EXERCISE DETAILS - Rewrite the records from the start through the line with "pixel 110 27", changing "distant mountain ridge" to "far-off mountain ridge" and keeping everything else the same. Leave the pictures out.

RAW DATA -

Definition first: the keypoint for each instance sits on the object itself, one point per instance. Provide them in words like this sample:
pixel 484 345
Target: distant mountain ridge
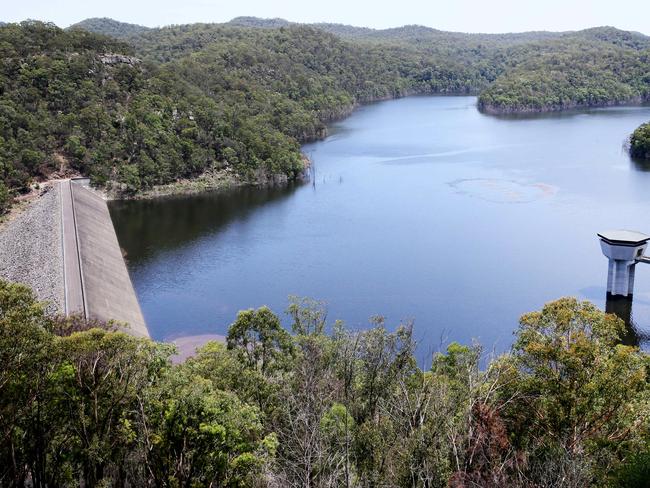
pixel 407 33
pixel 110 27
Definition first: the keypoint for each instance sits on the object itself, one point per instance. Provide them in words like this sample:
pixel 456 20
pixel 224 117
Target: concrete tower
pixel 623 248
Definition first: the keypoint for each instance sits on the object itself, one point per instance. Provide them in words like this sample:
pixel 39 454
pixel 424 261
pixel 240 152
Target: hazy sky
pixel 457 15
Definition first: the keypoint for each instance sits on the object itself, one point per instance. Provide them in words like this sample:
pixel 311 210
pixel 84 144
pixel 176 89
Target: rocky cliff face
pixel 112 59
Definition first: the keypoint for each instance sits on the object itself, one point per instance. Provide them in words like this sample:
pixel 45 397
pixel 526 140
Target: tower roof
pixel 624 237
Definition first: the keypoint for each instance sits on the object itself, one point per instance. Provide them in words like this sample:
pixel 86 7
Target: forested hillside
pixel 236 100
pixel 83 404
pixel 193 99
pixel 640 142
pixel 567 75
pixel 109 27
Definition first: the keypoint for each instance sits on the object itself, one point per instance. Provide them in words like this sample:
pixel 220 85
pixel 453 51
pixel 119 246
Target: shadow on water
pixel 642 165
pixel 147 227
pixel 622 308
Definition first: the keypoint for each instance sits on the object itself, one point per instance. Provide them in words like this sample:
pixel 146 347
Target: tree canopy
pixel 84 404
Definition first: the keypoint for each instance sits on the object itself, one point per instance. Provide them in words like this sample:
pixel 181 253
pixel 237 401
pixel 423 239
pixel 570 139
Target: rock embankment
pixel 31 252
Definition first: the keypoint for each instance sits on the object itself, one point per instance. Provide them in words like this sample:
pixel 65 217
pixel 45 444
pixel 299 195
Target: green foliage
pixel 565 75
pixel 81 402
pixel 243 96
pixel 640 142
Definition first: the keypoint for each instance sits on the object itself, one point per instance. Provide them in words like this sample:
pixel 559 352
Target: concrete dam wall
pixel 97 283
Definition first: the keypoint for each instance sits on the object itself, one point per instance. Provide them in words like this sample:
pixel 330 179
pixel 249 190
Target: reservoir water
pixel 420 208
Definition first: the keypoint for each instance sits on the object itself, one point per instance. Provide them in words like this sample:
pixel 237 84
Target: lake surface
pixel 420 208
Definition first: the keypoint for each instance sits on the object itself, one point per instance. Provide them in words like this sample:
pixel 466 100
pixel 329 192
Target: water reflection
pixel 622 307
pixel 148 227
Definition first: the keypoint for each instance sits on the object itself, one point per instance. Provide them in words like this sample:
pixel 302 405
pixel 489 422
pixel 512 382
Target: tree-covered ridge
pixel 577 74
pixel 203 98
pixel 183 101
pixel 640 142
pixel 109 27
pixel 85 404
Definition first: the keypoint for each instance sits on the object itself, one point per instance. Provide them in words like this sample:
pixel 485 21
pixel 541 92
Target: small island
pixel 640 142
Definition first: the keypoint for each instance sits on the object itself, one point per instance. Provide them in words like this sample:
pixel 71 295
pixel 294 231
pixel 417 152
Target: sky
pixel 454 15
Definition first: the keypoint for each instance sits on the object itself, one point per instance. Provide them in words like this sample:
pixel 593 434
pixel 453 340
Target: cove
pixel 420 208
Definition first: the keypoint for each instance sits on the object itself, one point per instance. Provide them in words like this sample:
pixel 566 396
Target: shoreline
pixel 489 109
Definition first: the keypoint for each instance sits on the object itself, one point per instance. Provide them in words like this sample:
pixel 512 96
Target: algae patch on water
pixel 502 191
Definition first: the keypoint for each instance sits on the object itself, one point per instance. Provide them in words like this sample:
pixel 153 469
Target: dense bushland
pixel 236 100
pixel 84 404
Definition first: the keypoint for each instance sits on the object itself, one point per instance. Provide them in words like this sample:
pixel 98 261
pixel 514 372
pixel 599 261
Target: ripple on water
pixel 502 191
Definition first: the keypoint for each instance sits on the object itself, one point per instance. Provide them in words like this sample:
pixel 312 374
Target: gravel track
pixel 31 252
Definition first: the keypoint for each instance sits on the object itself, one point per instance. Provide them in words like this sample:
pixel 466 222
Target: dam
pixel 96 281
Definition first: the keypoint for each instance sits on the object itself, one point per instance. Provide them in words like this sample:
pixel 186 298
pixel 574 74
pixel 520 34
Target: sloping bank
pixel 64 246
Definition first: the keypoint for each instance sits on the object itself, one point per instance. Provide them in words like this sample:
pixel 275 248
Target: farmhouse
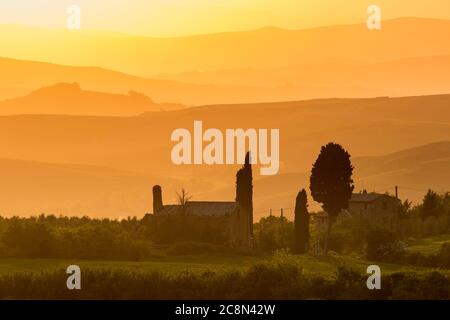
pixel 220 222
pixel 373 207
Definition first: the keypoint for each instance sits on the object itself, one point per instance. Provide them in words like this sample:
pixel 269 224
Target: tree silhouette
pixel 331 182
pixel 431 204
pixel 244 190
pixel 301 223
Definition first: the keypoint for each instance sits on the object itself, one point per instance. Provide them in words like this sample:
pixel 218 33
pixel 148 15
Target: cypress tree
pixel 244 190
pixel 301 222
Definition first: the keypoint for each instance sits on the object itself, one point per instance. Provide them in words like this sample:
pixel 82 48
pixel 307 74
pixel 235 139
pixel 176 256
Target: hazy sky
pixel 182 17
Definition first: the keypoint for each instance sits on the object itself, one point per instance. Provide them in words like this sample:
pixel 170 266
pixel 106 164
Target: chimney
pixel 157 199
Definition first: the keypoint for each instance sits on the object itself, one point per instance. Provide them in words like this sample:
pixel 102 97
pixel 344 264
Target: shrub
pixel 382 245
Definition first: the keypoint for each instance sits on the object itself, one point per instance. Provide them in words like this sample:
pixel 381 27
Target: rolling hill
pixel 263 48
pixel 407 57
pixel 373 130
pixel 70 99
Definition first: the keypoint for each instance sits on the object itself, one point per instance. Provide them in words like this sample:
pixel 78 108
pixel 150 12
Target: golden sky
pixel 184 17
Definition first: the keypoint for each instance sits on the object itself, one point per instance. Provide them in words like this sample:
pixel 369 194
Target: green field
pixel 217 262
pixel 430 245
pixel 326 266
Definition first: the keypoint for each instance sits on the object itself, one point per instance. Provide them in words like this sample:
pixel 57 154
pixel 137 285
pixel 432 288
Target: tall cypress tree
pixel 301 222
pixel 244 190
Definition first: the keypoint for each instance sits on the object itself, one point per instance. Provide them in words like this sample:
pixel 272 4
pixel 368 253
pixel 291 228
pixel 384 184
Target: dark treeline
pixel 134 239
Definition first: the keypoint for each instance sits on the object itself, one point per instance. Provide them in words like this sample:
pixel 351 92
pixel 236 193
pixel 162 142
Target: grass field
pixel 430 245
pixel 217 262
pixel 326 266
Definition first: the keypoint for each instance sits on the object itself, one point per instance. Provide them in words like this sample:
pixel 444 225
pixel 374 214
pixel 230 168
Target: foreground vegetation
pixel 283 276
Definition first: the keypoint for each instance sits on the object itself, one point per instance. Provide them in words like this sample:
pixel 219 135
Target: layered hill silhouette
pixel 22 77
pixel 70 99
pixel 268 64
pixel 373 131
pixel 263 48
pixel 31 188
pixel 103 192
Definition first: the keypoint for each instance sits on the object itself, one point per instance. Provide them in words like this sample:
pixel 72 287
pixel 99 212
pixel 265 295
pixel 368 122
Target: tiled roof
pixel 201 208
pixel 367 197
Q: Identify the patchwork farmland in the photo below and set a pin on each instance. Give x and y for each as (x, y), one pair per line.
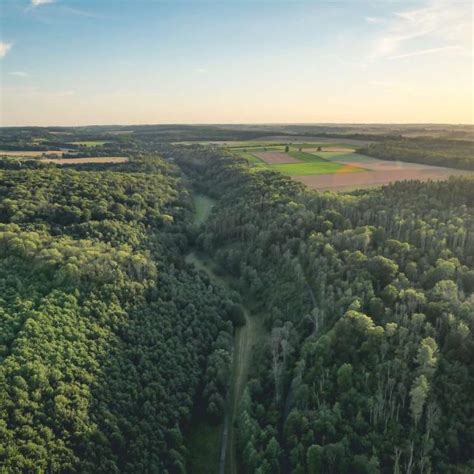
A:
(336, 166)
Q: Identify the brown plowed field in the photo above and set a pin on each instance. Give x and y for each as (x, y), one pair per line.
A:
(30, 153)
(334, 149)
(79, 161)
(275, 157)
(344, 181)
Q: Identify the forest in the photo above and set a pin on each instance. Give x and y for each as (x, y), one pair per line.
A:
(113, 343)
(369, 307)
(107, 336)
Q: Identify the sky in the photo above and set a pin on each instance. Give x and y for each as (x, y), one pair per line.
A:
(84, 62)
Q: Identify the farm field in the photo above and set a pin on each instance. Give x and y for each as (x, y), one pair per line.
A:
(89, 143)
(344, 182)
(29, 154)
(90, 159)
(336, 167)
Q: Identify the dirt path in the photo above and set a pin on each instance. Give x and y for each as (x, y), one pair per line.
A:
(245, 339)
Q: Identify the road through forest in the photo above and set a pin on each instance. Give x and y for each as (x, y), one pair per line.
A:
(245, 339)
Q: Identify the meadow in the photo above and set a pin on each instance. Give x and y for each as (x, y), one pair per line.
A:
(306, 164)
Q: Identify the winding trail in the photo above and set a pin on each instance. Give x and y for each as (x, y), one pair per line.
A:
(245, 339)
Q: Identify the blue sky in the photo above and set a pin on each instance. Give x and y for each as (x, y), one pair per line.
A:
(104, 61)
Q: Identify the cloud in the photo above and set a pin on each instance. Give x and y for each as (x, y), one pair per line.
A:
(373, 19)
(37, 3)
(4, 48)
(441, 25)
(423, 52)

OUTPUT -
Definition first: the keypoint for each instance sits on the object itself, one point per instance. Provide them in words like this sample:
pixel 484 345
Target: far-off mountain ridge
pixel 407 33
pixel 110 27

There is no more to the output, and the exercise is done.